— BEGIN —
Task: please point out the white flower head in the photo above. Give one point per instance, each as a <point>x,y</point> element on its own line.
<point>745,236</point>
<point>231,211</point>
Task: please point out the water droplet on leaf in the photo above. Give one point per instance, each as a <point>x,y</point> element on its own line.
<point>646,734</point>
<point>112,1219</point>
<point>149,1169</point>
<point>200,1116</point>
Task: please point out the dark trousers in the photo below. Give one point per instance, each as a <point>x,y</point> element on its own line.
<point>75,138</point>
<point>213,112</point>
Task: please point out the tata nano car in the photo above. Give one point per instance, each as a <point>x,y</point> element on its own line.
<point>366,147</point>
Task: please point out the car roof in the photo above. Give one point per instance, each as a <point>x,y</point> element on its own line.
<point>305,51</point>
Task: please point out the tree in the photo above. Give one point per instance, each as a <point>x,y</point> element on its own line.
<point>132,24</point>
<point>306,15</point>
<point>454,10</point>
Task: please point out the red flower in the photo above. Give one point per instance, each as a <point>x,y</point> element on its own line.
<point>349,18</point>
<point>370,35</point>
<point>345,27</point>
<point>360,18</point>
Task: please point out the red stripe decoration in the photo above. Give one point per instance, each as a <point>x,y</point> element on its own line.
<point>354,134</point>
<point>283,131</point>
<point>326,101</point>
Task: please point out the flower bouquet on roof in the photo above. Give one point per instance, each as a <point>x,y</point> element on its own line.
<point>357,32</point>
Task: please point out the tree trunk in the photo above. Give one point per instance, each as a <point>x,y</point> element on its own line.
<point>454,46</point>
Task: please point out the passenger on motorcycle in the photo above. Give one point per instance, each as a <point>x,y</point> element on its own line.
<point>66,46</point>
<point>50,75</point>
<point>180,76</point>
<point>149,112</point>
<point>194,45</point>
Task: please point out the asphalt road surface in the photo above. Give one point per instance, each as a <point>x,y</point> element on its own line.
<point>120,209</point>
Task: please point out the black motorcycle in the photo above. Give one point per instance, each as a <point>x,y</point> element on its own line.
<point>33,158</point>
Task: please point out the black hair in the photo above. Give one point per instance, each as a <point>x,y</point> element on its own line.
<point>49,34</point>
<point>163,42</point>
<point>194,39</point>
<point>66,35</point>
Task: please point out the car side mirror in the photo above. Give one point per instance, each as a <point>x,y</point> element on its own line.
— END —
> **Problem to work on**
Copy the rows above, putting "mark" wherever "please point out" occurs and changing nothing else.

> **Answer below**
Task: mark the white flower head in the photo above. Give one point per instance, each as a <point>x,y</point> element on its own line.
<point>745,236</point>
<point>231,211</point>
Task: mark the water droplet on leaf in the photo above. Give one point per instance, each as a <point>x,y</point> element on its own line.
<point>646,734</point>
<point>112,1219</point>
<point>149,1169</point>
<point>200,1116</point>
Task: mark the dark trousers in the photo below. Give one point per instance, each as a <point>x,y</point> element on its own line.
<point>75,138</point>
<point>213,112</point>
Task: mark the tata nano car in the photo above. Give one point per instance, each as a <point>x,y</point> element on its own line.
<point>366,147</point>
Task: mark the car roof in the photo above. Give one point per instance, each as a <point>x,y</point> element on its own line.
<point>305,51</point>
Task: mark the tree in the photo above. Give one point per instance, each as a <point>x,y</point> element on its own line.
<point>132,24</point>
<point>306,15</point>
<point>454,10</point>
Task: mark the red flower in the photo above. Give one point per instance, each as a <point>x,y</point> element on its own line.
<point>349,18</point>
<point>370,35</point>
<point>345,27</point>
<point>360,18</point>
Task: mark the red stripe decoration in the photo above. Give one point per instance, each as a <point>x,y</point> element on its own line.
<point>354,134</point>
<point>283,131</point>
<point>326,101</point>
Task: mark the flower bouquet on roof in the photo above. Give one point per instance, each as a <point>x,y</point> element on its own line.
<point>357,32</point>
Task: mark the tree trunk in the photo above. Give one point per instance, each as a <point>x,y</point> element on its own line.
<point>454,46</point>
Task: mark the passenger on motorcycle in the photo above. Give one point per instance, each as a <point>x,y</point> element on its own line.
<point>66,46</point>
<point>50,75</point>
<point>180,76</point>
<point>149,112</point>
<point>194,45</point>
Task: mark the asphalt road surface in the photo above. Give one point per instance, each as a <point>x,y</point> element on its own line.
<point>120,209</point>
Task: mark the black motorcycle in the photo above. Give one point per instance, each as a <point>x,y</point> element on its own line.
<point>33,158</point>
Task: mark the black hair in the photo above. Give one point per instance, each as a <point>x,y</point> element on its own line.
<point>49,34</point>
<point>163,42</point>
<point>194,39</point>
<point>66,35</point>
Task: mark the car side mirror in the photo above. Give one point per instance, each as a <point>x,y</point> element on its own line.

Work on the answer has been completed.